Annotated photo localization data
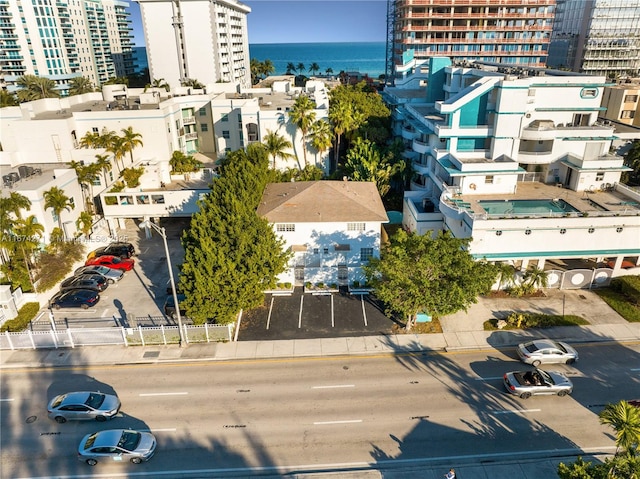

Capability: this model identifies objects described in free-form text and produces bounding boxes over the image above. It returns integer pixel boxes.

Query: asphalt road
[2,342,637,478]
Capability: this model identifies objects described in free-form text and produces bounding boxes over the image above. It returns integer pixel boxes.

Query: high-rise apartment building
[0,0,134,91]
[134,0,251,89]
[385,0,556,84]
[547,0,640,78]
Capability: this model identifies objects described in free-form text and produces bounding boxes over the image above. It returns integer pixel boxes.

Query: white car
[516,339,578,366]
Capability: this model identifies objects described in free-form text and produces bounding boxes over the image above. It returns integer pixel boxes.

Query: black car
[50,289,100,310]
[60,274,108,292]
[163,294,186,319]
[87,242,135,260]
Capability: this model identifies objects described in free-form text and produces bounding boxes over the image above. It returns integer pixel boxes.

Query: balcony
[184,132,198,140]
[401,126,419,140]
[182,116,196,125]
[412,138,431,155]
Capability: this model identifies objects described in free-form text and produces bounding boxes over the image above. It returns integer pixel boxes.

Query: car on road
[85,255,135,271]
[49,289,100,310]
[503,368,573,399]
[164,293,186,319]
[78,429,156,466]
[516,339,578,366]
[48,391,121,423]
[60,274,108,292]
[74,265,124,283]
[87,242,135,260]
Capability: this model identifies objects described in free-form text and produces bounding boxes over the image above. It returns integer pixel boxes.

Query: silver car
[47,391,121,423]
[74,265,124,283]
[517,339,578,366]
[78,429,157,466]
[503,368,573,399]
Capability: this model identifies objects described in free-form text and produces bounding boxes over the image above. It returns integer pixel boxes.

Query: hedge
[0,302,40,332]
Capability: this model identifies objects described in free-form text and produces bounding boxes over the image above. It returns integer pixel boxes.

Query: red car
[85,255,135,271]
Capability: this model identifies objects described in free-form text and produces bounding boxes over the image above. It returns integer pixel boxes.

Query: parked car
[74,265,124,283]
[48,391,121,423]
[164,294,186,320]
[516,339,578,366]
[50,289,100,310]
[60,274,108,292]
[85,255,135,271]
[87,242,135,260]
[78,429,156,466]
[503,368,573,399]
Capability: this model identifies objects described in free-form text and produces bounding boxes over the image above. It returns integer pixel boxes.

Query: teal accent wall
[460,91,489,126]
[458,138,485,150]
[426,57,452,103]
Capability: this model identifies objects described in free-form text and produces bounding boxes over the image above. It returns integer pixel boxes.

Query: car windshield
[85,393,105,409]
[118,431,141,451]
[51,395,64,408]
[111,257,122,264]
[95,266,110,274]
[538,370,553,384]
[556,343,568,353]
[84,433,98,450]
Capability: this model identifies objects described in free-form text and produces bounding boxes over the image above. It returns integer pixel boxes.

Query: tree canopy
[363,229,499,330]
[180,144,290,324]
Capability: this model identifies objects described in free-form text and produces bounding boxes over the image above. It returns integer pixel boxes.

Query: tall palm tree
[1,89,18,107]
[599,400,640,456]
[309,119,333,165]
[262,130,294,169]
[13,215,44,287]
[0,192,32,264]
[68,76,95,95]
[296,63,306,74]
[523,265,549,290]
[106,136,126,173]
[325,67,334,76]
[16,75,59,102]
[309,62,320,76]
[120,127,144,165]
[496,262,516,290]
[76,211,94,238]
[79,131,102,149]
[286,63,296,75]
[328,102,354,166]
[288,95,316,168]
[94,153,113,187]
[145,78,169,92]
[43,186,74,234]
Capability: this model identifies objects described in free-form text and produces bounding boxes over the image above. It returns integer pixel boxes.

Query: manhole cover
[579,295,587,300]
[26,416,37,423]
[143,351,160,358]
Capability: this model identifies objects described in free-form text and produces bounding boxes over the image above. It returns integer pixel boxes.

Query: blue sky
[127,0,387,47]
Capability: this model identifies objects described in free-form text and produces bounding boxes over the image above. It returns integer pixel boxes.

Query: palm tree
[104,76,129,86]
[325,67,334,76]
[79,131,102,149]
[328,102,355,166]
[309,62,320,76]
[296,63,306,75]
[43,186,74,234]
[106,135,126,173]
[309,119,333,165]
[599,400,640,456]
[13,215,44,287]
[496,262,516,290]
[145,78,169,92]
[262,130,294,169]
[16,75,59,102]
[286,63,296,75]
[76,211,94,238]
[288,95,316,168]
[120,127,144,165]
[1,89,18,107]
[522,265,549,290]
[68,76,95,95]
[0,192,31,264]
[94,154,113,187]
[181,78,205,89]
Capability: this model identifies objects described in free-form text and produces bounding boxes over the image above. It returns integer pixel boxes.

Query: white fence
[0,324,233,350]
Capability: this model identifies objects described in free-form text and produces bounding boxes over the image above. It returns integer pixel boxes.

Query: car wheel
[566,358,575,365]
[520,392,531,399]
[557,390,569,397]
[95,415,106,422]
[86,459,98,466]
[81,304,89,310]
[131,457,142,464]
[54,416,66,424]
[108,279,115,284]
[531,360,541,367]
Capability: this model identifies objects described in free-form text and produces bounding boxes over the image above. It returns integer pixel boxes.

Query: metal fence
[0,324,233,350]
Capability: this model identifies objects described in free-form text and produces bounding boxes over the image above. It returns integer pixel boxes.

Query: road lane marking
[631,368,640,371]
[312,385,355,389]
[331,294,335,328]
[314,419,362,425]
[492,409,541,415]
[0,398,15,402]
[138,392,189,397]
[360,295,367,327]
[266,296,275,329]
[475,376,503,381]
[298,295,304,328]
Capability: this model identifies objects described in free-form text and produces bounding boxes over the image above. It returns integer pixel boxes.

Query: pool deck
[451,182,640,217]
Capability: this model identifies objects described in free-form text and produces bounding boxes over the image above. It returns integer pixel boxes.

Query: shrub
[170,151,202,174]
[0,302,40,332]
[122,167,145,188]
[34,240,85,292]
[330,283,338,289]
[305,282,311,288]
[317,282,324,288]
[352,280,360,288]
[284,282,291,289]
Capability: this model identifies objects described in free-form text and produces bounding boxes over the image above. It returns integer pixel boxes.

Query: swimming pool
[479,199,580,215]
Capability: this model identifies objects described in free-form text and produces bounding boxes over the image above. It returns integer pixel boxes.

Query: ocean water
[249,42,386,78]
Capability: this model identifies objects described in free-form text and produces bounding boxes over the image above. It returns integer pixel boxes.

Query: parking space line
[312,385,355,389]
[492,409,541,415]
[314,419,362,425]
[139,392,189,396]
[360,295,367,327]
[0,398,15,402]
[101,309,109,318]
[298,294,304,328]
[331,295,335,328]
[266,296,275,330]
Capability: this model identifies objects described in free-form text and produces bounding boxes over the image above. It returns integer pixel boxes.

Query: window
[485,175,494,184]
[347,222,365,231]
[624,95,638,103]
[525,229,531,235]
[200,123,208,132]
[276,224,295,232]
[198,107,207,116]
[221,113,229,122]
[495,230,502,236]
[360,248,373,262]
[616,227,623,233]
[334,244,351,251]
[595,171,604,181]
[580,88,598,98]
[527,88,536,97]
[560,228,566,234]
[621,110,635,119]
[313,248,319,255]
[338,267,348,281]
[588,227,595,234]
[323,247,329,255]
[222,130,230,139]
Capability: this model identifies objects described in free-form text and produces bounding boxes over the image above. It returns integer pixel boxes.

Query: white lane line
[360,295,367,327]
[298,294,304,329]
[266,296,275,330]
[331,294,335,328]
[631,368,640,371]
[475,376,504,381]
[312,385,355,389]
[314,419,362,425]
[100,309,109,318]
[0,398,15,402]
[139,392,189,397]
[492,409,541,415]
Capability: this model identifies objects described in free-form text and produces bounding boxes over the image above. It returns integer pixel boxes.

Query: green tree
[144,78,169,91]
[104,76,129,86]
[345,137,400,197]
[288,95,317,168]
[106,135,127,173]
[68,76,95,95]
[181,78,205,89]
[76,211,94,238]
[599,400,640,456]
[496,262,516,290]
[325,67,334,76]
[364,229,499,331]
[13,215,45,288]
[623,140,640,185]
[180,145,291,324]
[286,63,297,75]
[263,130,294,169]
[69,161,99,211]
[310,119,333,166]
[94,154,113,187]
[0,89,18,107]
[169,151,202,173]
[16,75,60,102]
[523,265,549,290]
[296,63,306,74]
[559,455,640,479]
[120,127,144,166]
[121,166,145,188]
[309,62,320,76]
[43,186,74,234]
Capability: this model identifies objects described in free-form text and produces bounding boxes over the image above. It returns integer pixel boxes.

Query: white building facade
[134,0,251,89]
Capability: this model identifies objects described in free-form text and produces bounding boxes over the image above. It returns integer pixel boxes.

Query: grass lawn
[594,288,640,322]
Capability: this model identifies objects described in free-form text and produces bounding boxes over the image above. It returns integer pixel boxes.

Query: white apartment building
[1,0,134,92]
[134,0,251,89]
[383,57,640,285]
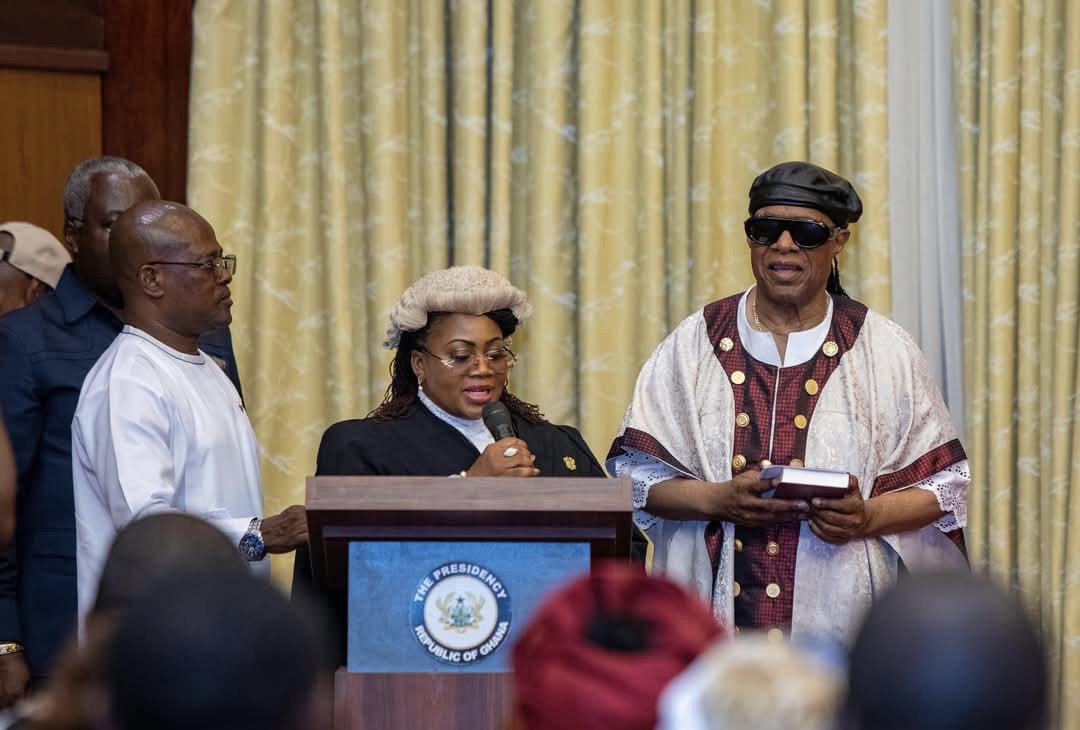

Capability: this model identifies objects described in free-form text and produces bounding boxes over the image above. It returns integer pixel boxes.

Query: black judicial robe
[313,399,606,479]
[292,400,608,662]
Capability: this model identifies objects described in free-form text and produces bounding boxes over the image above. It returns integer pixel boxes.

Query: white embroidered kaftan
[608,290,968,644]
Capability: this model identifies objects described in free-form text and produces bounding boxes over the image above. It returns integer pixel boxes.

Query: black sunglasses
[744,216,840,249]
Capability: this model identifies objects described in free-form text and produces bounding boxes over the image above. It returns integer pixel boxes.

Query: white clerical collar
[417,387,494,453]
[736,287,833,367]
[120,324,206,364]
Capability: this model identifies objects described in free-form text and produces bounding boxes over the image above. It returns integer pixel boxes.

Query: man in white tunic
[72,201,308,620]
[608,162,969,645]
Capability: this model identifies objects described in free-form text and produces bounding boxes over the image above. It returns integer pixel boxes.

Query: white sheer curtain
[886,0,965,433]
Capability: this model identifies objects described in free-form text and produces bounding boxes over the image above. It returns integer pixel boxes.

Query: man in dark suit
[0,157,243,704]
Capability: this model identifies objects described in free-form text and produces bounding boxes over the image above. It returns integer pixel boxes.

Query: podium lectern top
[306,475,629,511]
[305,476,631,591]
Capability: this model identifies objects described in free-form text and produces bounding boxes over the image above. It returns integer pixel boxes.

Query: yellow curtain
[954,0,1080,724]
[188,0,891,584]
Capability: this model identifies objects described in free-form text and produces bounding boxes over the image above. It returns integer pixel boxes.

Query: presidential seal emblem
[410,562,512,665]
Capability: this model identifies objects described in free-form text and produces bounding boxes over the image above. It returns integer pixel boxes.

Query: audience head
[92,512,246,617]
[0,222,70,317]
[510,562,724,730]
[62,156,160,307]
[656,634,842,730]
[376,265,537,422]
[842,572,1048,730]
[105,566,332,730]
[28,514,263,730]
[109,200,235,341]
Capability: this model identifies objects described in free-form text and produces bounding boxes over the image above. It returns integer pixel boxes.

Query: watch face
[240,532,264,561]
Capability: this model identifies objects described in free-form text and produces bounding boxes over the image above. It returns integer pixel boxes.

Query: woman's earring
[417,374,425,389]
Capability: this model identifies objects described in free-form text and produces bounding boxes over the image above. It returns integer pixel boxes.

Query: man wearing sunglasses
[70,201,308,626]
[609,161,968,646]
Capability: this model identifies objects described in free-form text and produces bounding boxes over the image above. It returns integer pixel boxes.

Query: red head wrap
[511,562,724,730]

• WHAT THE TASK ASKS:
Your answer must be the line containing "Query: podium lectern top" through the last line above, copied exactly, with nothing added.

• RESULT:
Query: podium lectern top
[306,475,629,511]
[305,476,631,591]
Capability: this model identifies objects described in free-form text and produces bounding boxes over the image above. It returns integer pixel boxes.

Query: yellow curtain
[954,0,1080,724]
[188,0,891,584]
Capability: this model identifies objects described in free-form text and produces bounding boxes over the image above. It returns integer pixel boxes.

Query: presidential seal emblem
[410,562,512,665]
Capability: this model identifies objects described in free-form text and produces bounding boxes over the image above. It returns integer pixel boxes.

Query: audience head
[92,512,246,617]
[0,222,70,317]
[510,562,724,730]
[62,156,160,307]
[656,634,842,730]
[376,265,537,422]
[842,572,1048,730]
[105,566,332,730]
[28,514,263,730]
[109,200,235,341]
Capability: this model identifies objects described in free-form text and produces bounding boxes over the image above. It returns integer pixel boxes.

Query: watch face
[240,532,264,561]
Capability: this model identifies objects described in free-form text and produces bounding boxes over the image above. It returns integer pixel boxes.

Query: woman's earring
[417,374,425,389]
Capability: this model identifies objects described in free-form text and produces bounding boxes over the image above. It returns integer pixel boxes.

Query: man wearing sunglasses
[70,201,308,626]
[609,161,968,646]
Capability: this model identifies objects described in free-form text and produces bounding boxes over the image above. It returns integer pixel boxes.

Query: red head wrap
[511,562,724,730]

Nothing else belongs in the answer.